[Records supplied]

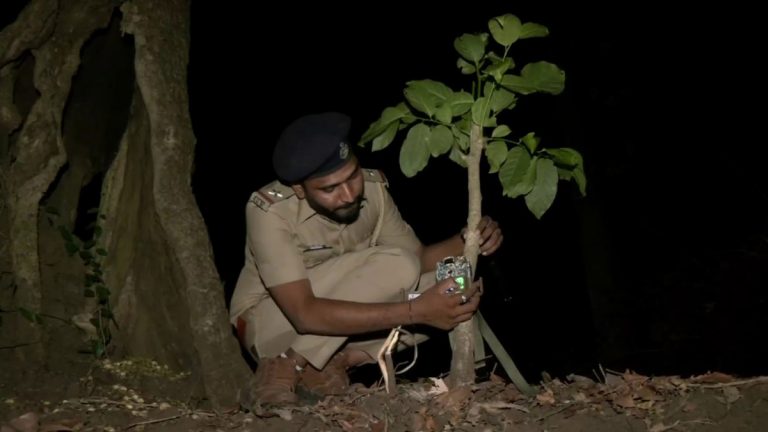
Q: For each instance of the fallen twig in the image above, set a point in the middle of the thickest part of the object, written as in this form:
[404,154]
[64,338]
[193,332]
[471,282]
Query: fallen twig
[550,414]
[160,420]
[732,383]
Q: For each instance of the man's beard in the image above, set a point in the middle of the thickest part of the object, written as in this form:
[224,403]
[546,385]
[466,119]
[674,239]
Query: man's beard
[344,215]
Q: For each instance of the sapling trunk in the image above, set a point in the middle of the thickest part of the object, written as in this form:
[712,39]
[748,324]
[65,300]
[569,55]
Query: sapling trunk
[463,361]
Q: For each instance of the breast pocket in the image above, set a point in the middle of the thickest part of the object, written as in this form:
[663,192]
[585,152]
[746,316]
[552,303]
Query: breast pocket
[316,255]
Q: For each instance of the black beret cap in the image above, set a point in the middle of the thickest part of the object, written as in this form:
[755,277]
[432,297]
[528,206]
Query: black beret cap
[312,146]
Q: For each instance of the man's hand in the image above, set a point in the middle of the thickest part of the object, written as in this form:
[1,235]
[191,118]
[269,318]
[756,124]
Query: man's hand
[490,235]
[444,307]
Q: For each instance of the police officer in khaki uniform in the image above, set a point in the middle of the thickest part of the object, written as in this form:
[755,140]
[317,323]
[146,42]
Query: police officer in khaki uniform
[328,257]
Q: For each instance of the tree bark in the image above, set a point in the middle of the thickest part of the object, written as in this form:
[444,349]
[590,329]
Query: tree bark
[463,336]
[164,288]
[161,31]
[39,151]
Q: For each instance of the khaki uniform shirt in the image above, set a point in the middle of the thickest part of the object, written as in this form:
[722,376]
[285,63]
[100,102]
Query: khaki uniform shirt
[285,237]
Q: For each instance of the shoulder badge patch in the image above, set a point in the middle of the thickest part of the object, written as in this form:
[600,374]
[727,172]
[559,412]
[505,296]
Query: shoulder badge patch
[271,194]
[375,176]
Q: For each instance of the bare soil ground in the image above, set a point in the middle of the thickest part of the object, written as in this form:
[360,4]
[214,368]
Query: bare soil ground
[140,395]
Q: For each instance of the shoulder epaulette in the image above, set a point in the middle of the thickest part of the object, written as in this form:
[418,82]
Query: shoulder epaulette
[271,194]
[375,176]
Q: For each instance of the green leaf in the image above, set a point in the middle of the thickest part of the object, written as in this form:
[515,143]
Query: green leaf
[471,46]
[65,234]
[102,293]
[501,132]
[496,152]
[427,95]
[441,140]
[531,141]
[414,154]
[465,67]
[502,99]
[460,103]
[505,29]
[498,69]
[481,112]
[382,141]
[530,30]
[444,114]
[581,180]
[72,248]
[98,348]
[91,279]
[512,173]
[536,77]
[566,156]
[462,139]
[541,197]
[31,316]
[458,156]
[388,116]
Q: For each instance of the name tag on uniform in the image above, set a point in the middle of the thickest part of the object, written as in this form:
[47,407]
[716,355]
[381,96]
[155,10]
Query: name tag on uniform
[316,248]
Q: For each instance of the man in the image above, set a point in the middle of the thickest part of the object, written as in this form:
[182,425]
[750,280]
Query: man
[328,257]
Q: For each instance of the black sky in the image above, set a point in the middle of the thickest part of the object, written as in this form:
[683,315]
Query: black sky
[665,106]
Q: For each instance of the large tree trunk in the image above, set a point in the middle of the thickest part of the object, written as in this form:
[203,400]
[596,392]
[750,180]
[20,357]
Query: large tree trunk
[123,116]
[463,336]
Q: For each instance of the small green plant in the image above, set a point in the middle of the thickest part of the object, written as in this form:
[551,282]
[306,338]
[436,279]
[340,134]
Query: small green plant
[98,325]
[465,125]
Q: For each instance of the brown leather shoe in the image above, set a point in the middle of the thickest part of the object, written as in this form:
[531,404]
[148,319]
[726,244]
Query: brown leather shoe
[274,382]
[331,380]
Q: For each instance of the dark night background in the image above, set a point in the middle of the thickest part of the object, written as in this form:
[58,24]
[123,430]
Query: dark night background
[660,269]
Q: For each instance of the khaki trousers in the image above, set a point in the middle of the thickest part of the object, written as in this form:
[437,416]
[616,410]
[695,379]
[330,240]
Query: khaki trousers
[379,274]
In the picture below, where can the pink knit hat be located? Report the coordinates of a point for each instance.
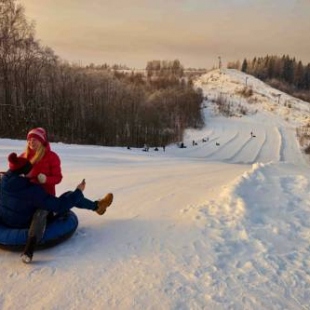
(38, 133)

[/Records supplied]

## Activity
Make an exact copy of all the material, but keep the pictures out of it.

## Reply
Q: For each instance of the fallen twig in the image above, set a point in the middle of the thickest part of the object, written as in this form:
[404,154]
[64,338]
[193,332]
[471,282]
Query: fallen twig
[550,414]
[160,420]
[732,383]
Q: For each instance of the man's beard in the image above, set a point in the middle of the thickest part of the object, written as in this form:
[224,403]
[546,385]
[466,119]
[674,239]
Query: man's beard
[344,215]
Q: For each instance of the sapling trunk in the image above, set a point in the middle of the thickest part of the object, written as in this form:
[712,39]
[748,324]
[65,300]
[569,55]
Query: sapling trunk
[463,361]
Q: For each instance of the breast pocket in the image above, set a point in the middle of the thickest part of the object, written as in this form:
[663,192]
[585,152]
[746,316]
[552,303]
Query: breast pocket
[316,255]
Q: For each instance of the black beret cap in the image above, set a point in the middle of the thickest part of the object, written as in this form:
[755,277]
[432,297]
[528,206]
Query: black beret cap
[312,146]
Q: For each instance of the man's hand in the image above, set a point in the middle of the thickest part of the object, written as in this form:
[1,235]
[191,118]
[269,318]
[756,124]
Query: man's hand
[490,235]
[444,307]
Q: For each instance of the police officer in khaki uniform in the image above, set a point in the middle of the thickest part of the object, written as in this form:
[755,140]
[317,323]
[146,42]
Query: police officer in khaki uniform
[328,257]
Q: For each instance of the tree bark in the image above, set a point in the middle of the thickest part of the object, written as in this form:
[444,349]
[590,329]
Query: tree bark
[463,336]
[164,288]
[161,31]
[39,151]
Q: For each instance of the khaki uniform shirt in the image above, set a point in the middle of the thickest part of the object, written as in this form:
[722,376]
[285,63]
[100,102]
Query: khaki uniform shirt
[285,237]
Q: For each instance of the shoulder badge patch in the image above, set a point in the middle of the thickest part of the object, written as in this form:
[600,374]
[727,172]
[559,412]
[505,296]
Query: shoulder badge patch
[271,194]
[375,176]
Q: For each instance of the bare soil ground in the image above, set a point in the middle of the thickest part of the object, written as in this form:
[360,4]
[214,368]
Query: bare soil ground
[140,395]
Q: For each instance of the shoulder epaulette in the image above, set a point in the middle of the thickest part of the object, written as in this form:
[418,82]
Query: shoulder epaulette
[271,194]
[375,176]
Q: For each instance of the green leaf in the image above, set a point in the middle of the thickest part of the object, written as in this form:
[515,143]
Query: green leaf
[471,46]
[65,234]
[102,293]
[501,132]
[496,152]
[427,95]
[441,140]
[531,141]
[414,154]
[465,67]
[502,99]
[460,103]
[505,29]
[498,69]
[481,112]
[382,141]
[530,30]
[444,114]
[581,180]
[72,248]
[98,348]
[91,279]
[512,173]
[536,77]
[566,156]
[462,139]
[541,197]
[31,316]
[458,156]
[388,116]
Q: For each instance of the name tag on uniform in the image above, set a point in the middle of the thickest part of the object, written as in this form:
[47,407]
[716,355]
[381,96]
[155,10]
Query: name tag on uniform
[316,248]
Q: For each instance of the man in the image above, set a point in the middle of the thickest part of the object, written as in this form:
[182,425]
[750,280]
Query: man
[328,257]
Q: For each instance of the black sky in the image above, set a point in the middle of the thickest part of the object, written as in this form:
[683,315]
Query: black sky
[665,106]
Q: For each instance of the large tree trunk in the image above, set a point in the middle of the thickest part of the object, written as in this form:
[203,400]
[596,392]
[750,180]
[20,357]
Query: large tree trunk
[123,116]
[463,336]
Q: For each instance of the small green plant in the image above, set a point in the middle of the thickest part of the object, written as in this form:
[551,282]
[306,338]
[436,279]
[340,134]
Query: small green plant
[98,325]
[465,125]
Q: For each instance of the brown leather shoe in the image above, set a point in the middle of the thickest part of the object, written as in this form:
[531,404]
[148,319]
[726,244]
Query: brown leather shoe
[274,382]
[331,380]
Q: For each instance of the dark night background in the image above, set a point in the middle of the thickest part of the object, written as in this form:
[58,24]
[123,430]
Query: dark night background
[660,269]
Q: For each instance of the khaki trousers in the image above, set a point in the middle of the thickest part of the object, written as in this form:
[437,416]
[616,410]
[695,379]
[330,240]
Query: khaki trousers
[379,274]
In the picture below, where can the pink knit hat be located? Report the coordinates of a point for each instance.
(38, 133)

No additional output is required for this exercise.